Tasks to carry out:
1. Set down the part of the passage on retinal organoid transplantation that starts with "Purpose : To" and goes on through "retinal degeneration (RD).", copying it word for word.
2. Extend the passage on retinal organoid transplantation, starting right after its last sentence.

Text under study:
....
Purpose : To demonstrate retinal and photoreceptor differentiation from a Cone-Rod Homeobox (CRX)-GFP cell line in vitro (feeder free) and in vivo after transplantation to a rat model of retinal degeneration (RD).

Methods : 3D retina organoids were differentiated from a hESC CRX-GFP cell line (Collin et al. 2016, Stem Cells 34:311–321) using a feeder-free system; protocol after Zhong et al. 2014 (Nat. Comm. 5:4047). Retinal sheets were cut from organoids and prepared for transplantation. Remainder “pieces” of processed organoids were analyzed by qPCR for a variety of neuro-retinal genes. Flow cytometry on dissociated organoids at various time points allowed for the detection of a CRX-GFP+ population. After being loaded into a patented implantation tool, the tissue was deposited subretinally into 55d-old immunodeficient RCS rats (n=5). Growth and development of transplants was monitored by ocular coherence tomography (OCT) at regular intervals post-surgery. Cryostat sections of transplanted eyes were analyzed by immunohistochemistry for donor and retinal markers.
....
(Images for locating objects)
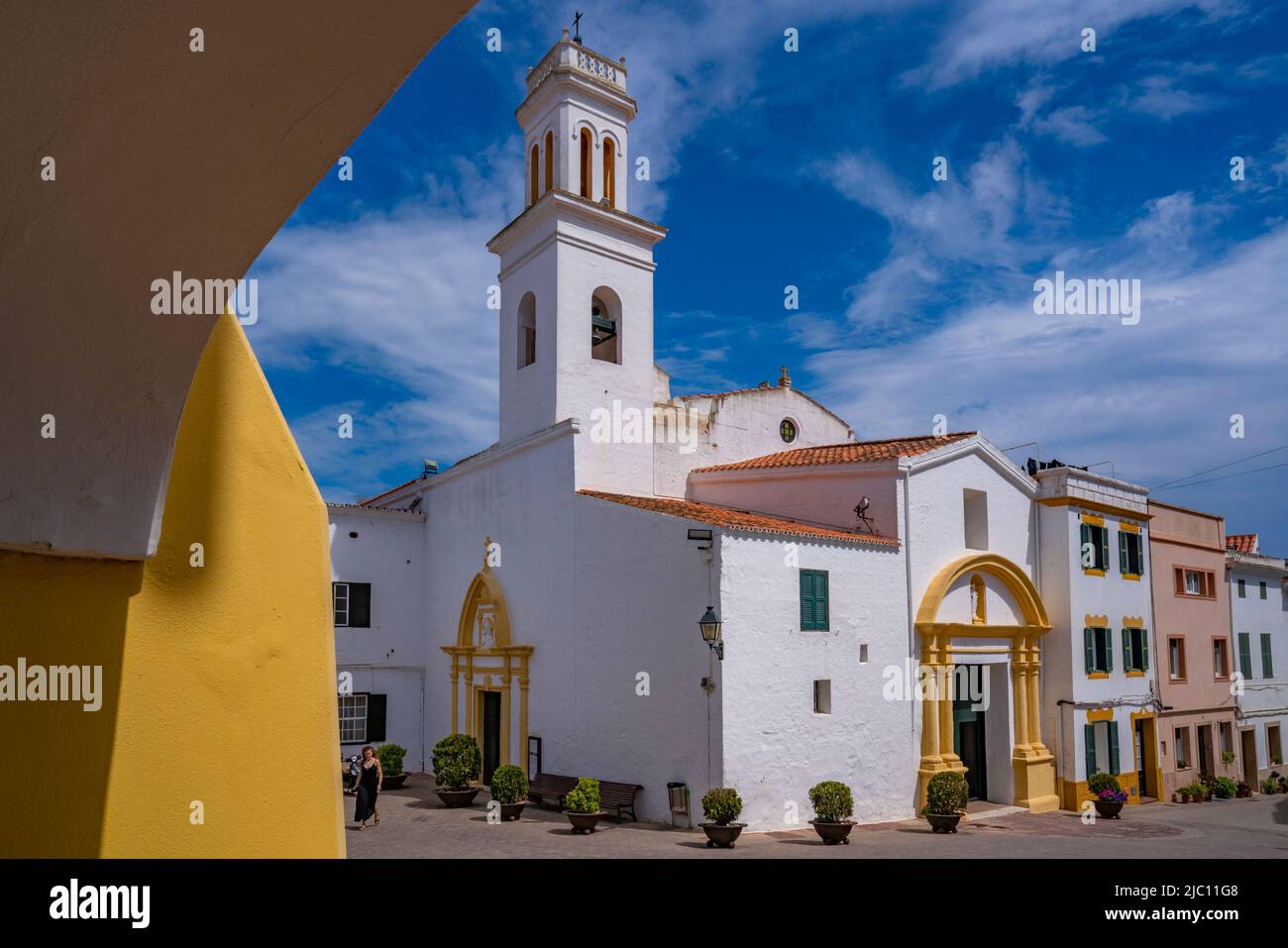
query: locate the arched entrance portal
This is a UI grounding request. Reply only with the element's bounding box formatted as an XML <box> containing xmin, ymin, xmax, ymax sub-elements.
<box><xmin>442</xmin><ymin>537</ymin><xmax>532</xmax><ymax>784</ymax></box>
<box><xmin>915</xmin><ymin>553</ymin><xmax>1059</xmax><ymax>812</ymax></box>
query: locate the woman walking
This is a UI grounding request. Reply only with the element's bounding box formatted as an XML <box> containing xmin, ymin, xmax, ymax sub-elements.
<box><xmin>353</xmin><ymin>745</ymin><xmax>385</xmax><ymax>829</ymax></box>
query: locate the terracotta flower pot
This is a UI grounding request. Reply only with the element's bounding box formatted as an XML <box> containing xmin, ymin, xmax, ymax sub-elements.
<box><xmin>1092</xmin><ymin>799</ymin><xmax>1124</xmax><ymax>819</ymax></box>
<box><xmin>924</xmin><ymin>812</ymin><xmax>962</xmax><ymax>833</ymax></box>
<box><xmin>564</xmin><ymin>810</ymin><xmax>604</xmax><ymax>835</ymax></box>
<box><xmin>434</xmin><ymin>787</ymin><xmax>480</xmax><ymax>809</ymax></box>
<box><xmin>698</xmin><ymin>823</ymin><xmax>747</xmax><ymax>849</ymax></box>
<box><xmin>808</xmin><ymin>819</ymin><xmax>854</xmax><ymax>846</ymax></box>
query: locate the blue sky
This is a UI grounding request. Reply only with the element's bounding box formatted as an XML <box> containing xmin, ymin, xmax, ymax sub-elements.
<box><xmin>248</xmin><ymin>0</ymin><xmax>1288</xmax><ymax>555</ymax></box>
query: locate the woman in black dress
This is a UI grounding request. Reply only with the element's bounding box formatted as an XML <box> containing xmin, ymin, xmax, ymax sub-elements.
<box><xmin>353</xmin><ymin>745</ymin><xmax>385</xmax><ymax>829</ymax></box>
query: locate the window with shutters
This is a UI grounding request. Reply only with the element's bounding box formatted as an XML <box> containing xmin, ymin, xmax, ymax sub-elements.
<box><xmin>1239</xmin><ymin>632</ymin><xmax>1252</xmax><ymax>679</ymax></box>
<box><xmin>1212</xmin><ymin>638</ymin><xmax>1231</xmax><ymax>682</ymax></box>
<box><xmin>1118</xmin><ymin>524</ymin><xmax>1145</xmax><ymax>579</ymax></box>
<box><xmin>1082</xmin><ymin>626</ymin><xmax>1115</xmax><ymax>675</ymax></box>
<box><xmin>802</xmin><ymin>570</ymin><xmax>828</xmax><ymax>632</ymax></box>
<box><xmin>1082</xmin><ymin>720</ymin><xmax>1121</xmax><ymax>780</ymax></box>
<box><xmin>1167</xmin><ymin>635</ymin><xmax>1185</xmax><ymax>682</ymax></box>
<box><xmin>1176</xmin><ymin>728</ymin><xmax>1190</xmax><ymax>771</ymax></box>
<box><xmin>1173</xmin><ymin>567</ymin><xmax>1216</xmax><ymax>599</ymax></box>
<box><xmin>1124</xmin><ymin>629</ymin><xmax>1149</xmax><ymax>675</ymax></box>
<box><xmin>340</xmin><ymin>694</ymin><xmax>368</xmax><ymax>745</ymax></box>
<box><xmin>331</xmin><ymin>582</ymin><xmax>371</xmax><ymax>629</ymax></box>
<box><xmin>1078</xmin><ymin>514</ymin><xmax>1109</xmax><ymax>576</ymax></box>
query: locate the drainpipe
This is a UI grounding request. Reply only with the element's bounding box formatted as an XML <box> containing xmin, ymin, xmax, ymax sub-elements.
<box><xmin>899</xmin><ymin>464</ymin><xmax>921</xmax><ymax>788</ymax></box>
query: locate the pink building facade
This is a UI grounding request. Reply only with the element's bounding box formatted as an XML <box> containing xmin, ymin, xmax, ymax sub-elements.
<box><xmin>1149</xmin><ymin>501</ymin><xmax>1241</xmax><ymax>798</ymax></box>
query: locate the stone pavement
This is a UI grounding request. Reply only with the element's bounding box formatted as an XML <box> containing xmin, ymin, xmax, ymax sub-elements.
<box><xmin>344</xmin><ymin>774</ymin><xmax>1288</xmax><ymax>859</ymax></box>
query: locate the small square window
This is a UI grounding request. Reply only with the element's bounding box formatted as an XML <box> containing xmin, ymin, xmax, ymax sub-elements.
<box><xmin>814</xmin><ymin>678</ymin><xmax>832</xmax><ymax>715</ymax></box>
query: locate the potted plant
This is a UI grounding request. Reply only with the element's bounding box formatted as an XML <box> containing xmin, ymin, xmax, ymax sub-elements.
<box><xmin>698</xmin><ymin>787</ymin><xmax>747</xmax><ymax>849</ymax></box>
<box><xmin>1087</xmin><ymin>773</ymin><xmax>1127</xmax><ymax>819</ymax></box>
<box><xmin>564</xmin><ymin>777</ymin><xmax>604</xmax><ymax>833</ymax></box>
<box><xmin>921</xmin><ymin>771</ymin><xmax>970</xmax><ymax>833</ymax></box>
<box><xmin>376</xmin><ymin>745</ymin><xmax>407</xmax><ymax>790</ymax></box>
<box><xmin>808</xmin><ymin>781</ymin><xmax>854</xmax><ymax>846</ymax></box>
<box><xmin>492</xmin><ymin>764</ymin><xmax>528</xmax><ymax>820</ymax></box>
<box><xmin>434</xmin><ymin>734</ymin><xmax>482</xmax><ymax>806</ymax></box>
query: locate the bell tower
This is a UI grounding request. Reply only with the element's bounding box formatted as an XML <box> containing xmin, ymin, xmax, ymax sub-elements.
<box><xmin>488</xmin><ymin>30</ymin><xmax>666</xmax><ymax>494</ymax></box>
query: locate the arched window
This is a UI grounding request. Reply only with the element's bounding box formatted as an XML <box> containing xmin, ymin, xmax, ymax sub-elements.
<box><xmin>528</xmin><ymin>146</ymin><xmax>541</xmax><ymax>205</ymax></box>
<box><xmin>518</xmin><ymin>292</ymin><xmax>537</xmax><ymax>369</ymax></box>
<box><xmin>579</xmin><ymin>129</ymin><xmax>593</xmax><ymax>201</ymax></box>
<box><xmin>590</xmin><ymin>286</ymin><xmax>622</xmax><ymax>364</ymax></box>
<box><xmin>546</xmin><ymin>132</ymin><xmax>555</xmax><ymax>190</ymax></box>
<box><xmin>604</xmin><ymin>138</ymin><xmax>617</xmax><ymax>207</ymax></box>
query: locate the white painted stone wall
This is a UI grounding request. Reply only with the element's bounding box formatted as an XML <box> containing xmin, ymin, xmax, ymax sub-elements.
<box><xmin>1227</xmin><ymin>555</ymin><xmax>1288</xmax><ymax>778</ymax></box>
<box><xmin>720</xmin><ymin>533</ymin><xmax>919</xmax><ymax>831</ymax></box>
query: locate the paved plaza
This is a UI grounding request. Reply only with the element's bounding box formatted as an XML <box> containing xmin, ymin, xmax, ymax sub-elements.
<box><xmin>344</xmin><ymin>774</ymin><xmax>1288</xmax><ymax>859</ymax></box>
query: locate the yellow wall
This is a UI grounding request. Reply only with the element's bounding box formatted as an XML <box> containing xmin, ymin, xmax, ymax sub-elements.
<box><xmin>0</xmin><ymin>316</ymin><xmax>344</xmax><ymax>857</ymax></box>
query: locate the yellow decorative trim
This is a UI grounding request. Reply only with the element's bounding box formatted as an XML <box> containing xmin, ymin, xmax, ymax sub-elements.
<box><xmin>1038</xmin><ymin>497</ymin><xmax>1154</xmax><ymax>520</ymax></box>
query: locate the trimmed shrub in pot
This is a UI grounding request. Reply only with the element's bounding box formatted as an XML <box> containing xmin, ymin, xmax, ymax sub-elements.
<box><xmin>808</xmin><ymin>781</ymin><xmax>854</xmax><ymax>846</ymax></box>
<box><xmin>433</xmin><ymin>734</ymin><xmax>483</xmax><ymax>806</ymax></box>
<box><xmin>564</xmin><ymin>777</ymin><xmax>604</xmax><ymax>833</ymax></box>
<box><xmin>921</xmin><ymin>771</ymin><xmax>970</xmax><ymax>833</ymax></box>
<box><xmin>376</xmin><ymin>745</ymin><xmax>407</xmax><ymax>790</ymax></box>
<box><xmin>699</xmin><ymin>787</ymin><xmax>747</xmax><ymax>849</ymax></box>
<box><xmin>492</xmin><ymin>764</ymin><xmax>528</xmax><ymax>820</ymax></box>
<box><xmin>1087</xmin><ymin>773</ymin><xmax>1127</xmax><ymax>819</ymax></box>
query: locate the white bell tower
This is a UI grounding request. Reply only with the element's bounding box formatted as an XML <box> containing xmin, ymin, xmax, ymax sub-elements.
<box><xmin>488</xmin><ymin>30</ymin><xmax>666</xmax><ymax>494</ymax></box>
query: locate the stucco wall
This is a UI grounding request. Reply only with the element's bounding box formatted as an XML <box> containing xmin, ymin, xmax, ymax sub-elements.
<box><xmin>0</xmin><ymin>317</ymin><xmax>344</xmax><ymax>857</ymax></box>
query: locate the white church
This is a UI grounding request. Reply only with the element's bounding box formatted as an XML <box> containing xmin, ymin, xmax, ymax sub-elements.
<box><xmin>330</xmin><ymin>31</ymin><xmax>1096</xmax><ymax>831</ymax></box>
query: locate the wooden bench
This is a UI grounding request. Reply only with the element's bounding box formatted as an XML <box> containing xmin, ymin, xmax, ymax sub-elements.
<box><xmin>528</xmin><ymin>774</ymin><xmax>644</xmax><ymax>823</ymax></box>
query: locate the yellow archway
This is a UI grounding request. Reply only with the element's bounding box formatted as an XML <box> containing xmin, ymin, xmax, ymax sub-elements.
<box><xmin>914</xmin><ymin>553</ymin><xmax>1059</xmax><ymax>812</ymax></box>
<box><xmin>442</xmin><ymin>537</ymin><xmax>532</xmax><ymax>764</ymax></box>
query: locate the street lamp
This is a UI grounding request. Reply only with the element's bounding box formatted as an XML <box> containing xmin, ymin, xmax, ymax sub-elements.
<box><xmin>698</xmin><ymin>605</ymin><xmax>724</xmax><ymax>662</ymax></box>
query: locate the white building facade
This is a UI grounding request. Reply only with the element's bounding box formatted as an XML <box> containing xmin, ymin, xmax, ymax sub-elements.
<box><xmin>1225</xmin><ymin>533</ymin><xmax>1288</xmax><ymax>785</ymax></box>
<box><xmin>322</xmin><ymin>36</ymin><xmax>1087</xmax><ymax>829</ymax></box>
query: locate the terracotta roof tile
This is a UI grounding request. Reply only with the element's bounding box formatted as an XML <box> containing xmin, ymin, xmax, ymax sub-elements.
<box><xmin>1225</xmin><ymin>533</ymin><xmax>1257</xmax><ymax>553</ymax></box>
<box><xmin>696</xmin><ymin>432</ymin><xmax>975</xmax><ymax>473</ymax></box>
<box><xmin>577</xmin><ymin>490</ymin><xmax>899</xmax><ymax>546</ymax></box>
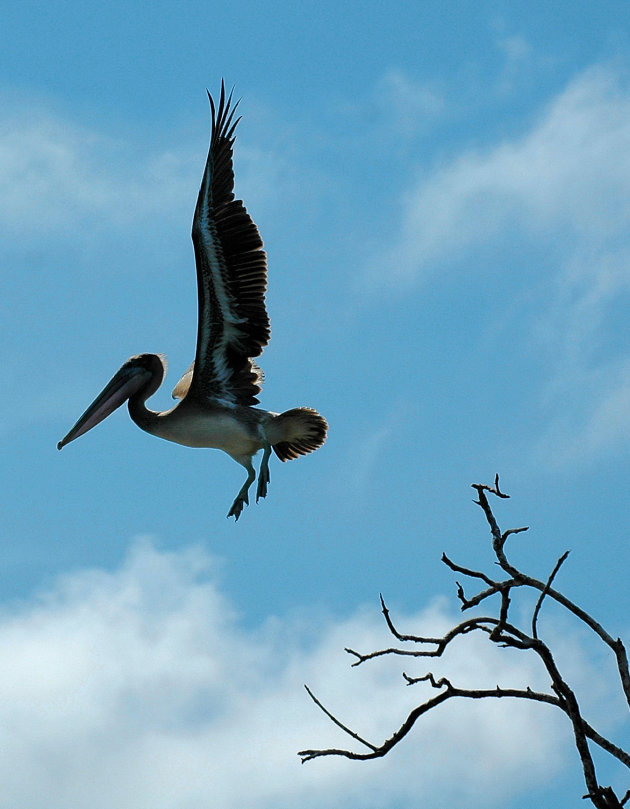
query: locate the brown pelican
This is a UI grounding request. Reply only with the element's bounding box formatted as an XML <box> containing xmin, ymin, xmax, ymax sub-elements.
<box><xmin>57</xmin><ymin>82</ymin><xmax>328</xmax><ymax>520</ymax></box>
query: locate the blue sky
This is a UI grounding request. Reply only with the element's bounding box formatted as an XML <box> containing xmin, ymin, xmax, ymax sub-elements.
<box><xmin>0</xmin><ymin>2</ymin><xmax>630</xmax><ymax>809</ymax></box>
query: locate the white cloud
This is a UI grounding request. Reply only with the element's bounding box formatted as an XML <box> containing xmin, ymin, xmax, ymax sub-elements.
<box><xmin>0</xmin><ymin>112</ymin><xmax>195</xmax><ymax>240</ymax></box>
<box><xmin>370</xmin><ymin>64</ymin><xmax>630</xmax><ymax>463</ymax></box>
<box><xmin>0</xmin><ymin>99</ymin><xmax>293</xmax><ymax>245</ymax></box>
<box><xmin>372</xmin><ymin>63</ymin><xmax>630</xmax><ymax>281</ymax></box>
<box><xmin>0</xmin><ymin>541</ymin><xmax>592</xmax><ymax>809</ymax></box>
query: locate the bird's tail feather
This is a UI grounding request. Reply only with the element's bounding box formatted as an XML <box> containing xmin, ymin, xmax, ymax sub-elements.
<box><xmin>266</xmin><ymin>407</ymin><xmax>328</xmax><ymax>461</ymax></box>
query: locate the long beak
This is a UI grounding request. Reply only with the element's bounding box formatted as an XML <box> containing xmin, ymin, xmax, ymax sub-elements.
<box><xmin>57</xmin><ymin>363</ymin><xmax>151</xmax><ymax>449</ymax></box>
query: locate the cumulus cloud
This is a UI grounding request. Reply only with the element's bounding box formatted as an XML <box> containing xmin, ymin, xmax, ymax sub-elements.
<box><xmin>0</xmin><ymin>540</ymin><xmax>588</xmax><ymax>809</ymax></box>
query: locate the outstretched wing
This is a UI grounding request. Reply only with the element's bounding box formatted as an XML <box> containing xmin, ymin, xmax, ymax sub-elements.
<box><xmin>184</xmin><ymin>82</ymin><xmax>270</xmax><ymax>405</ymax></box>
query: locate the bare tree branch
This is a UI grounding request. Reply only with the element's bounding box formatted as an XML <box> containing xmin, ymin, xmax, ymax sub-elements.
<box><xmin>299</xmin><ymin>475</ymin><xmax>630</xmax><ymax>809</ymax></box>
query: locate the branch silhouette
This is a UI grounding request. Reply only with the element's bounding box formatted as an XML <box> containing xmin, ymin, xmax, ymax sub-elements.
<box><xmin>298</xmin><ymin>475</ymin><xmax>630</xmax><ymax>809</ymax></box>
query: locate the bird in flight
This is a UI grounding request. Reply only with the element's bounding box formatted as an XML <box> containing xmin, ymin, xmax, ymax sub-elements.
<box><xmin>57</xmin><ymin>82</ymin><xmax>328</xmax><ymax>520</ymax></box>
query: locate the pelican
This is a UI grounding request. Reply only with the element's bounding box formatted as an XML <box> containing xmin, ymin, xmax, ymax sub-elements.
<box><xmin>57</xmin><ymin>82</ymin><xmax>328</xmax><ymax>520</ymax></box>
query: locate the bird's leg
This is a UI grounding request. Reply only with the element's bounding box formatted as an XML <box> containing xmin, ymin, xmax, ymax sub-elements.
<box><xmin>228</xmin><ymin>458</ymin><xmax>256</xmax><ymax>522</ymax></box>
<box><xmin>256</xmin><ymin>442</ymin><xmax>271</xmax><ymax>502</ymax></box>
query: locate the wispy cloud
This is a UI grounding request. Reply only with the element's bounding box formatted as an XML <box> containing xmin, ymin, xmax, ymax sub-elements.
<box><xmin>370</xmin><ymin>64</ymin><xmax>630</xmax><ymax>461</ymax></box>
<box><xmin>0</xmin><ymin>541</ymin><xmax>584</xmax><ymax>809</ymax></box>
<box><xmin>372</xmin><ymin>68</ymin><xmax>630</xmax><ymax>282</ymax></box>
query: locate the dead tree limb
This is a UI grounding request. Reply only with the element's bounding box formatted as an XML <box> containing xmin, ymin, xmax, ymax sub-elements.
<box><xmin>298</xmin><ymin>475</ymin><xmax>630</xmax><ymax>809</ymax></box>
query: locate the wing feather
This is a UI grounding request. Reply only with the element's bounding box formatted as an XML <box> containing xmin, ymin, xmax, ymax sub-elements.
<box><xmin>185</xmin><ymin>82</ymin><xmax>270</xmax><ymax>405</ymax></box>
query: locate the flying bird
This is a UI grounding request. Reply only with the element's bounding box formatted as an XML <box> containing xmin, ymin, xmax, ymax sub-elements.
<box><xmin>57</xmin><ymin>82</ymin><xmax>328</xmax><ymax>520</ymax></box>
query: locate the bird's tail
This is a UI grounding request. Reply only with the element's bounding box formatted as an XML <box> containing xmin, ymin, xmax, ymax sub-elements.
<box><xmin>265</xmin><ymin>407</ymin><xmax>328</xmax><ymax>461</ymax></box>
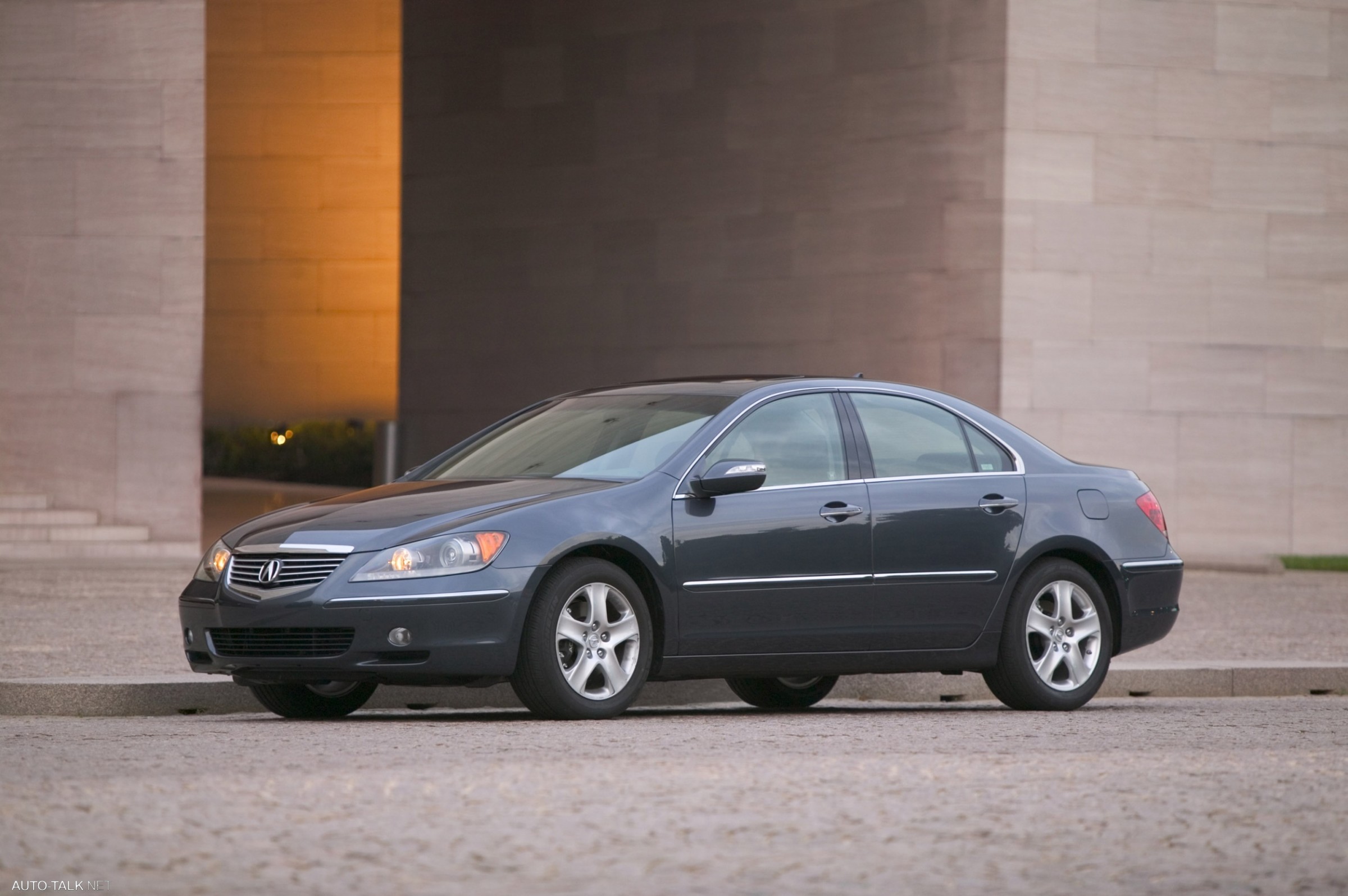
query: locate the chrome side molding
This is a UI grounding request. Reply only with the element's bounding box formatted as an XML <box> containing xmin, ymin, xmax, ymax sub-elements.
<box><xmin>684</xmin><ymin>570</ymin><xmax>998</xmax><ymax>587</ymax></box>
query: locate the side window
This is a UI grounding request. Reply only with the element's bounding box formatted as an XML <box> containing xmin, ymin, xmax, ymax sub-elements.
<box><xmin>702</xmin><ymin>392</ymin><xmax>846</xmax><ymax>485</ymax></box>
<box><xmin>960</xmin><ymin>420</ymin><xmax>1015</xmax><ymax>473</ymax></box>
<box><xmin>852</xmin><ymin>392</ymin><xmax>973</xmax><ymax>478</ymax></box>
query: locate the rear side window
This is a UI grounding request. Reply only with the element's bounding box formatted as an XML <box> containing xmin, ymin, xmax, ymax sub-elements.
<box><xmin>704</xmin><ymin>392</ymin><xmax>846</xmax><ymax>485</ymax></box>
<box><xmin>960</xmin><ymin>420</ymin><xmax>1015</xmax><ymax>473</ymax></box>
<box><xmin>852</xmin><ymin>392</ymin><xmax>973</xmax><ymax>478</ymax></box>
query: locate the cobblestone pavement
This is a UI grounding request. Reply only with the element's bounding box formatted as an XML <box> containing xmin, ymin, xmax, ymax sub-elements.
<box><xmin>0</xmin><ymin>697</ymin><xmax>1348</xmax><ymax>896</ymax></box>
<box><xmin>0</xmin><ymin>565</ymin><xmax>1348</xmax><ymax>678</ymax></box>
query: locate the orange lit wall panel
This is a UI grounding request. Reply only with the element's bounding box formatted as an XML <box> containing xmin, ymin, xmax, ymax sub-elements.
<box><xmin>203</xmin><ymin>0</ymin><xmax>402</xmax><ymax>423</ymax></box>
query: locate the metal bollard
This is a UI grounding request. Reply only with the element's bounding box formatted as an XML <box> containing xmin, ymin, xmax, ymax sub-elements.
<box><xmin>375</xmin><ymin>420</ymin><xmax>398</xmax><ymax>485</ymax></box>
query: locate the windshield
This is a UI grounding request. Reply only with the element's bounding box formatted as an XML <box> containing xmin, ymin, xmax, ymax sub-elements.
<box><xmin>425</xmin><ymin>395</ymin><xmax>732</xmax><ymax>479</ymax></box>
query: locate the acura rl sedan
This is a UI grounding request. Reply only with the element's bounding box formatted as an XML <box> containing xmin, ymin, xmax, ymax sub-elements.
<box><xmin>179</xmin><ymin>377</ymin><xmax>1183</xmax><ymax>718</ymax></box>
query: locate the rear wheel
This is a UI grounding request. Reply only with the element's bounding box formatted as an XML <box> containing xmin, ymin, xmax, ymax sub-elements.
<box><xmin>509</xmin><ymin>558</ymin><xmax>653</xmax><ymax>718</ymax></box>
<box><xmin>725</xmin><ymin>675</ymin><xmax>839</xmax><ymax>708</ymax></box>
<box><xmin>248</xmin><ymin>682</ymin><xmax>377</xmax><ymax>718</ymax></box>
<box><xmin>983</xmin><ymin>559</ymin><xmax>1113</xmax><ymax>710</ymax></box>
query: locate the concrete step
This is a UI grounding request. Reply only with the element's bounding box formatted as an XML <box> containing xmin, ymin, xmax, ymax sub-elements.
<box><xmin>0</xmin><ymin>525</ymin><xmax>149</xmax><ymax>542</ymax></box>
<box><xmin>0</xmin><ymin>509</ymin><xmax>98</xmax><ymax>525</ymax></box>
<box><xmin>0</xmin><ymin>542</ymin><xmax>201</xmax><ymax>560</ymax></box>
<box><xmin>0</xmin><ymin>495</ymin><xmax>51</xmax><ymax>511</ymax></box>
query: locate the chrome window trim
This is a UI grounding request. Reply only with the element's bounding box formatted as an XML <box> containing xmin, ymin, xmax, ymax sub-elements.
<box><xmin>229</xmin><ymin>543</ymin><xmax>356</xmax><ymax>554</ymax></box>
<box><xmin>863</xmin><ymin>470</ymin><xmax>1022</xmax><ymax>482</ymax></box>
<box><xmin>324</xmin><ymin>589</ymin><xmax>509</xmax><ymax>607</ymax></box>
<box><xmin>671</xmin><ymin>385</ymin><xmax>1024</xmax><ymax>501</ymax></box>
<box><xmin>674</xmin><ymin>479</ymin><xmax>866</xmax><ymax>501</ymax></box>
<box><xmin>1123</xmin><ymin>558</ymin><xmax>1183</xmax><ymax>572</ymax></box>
....
Answers to the exercises:
1.
Purpose : To demonstrate retinal and photoreceptor differentiation from a Cone-Rod Homeobox (CRX)-GFP cell line in vitro (feeder free) and in vivo after transplantation to a rat model of retinal degeneration (RD).

2.
Results : Quantitative PCR using a custom retinal array validated that the CRX-GFP organoids contained the various progenitors and mature cell types critical to in vivo photoreceptor development and integration with the host. In culture, the retina organoids spontaneously generate various retinal progenitors and sub-populations as determined by qPCR and histology. Flow cytometry of dissociated retinal organoids demonstrates an upregulation of GFP, indicative of CRX expression, with time in culture. OCT scans monitored the growth and maturation of the transplanted sheets. Photoreceptor rosettes within the transplant were positive for the human markers SC121 and Ku80, as well as photoreceptor markers recoverin and rhodopsin.

Conclusions : Our data shows that a CRX-GFP hESC cell line can generate retinal tissue through feeder-free 3D organoid culture. The resulting retinal organoids can be further processed into transplantable sheets. The CRX-GFP hESC cell line is capable of generating new photoreceptors within the RCS RD retina and provides an excellent opportunity for optimizing future retinal sheet transplantations.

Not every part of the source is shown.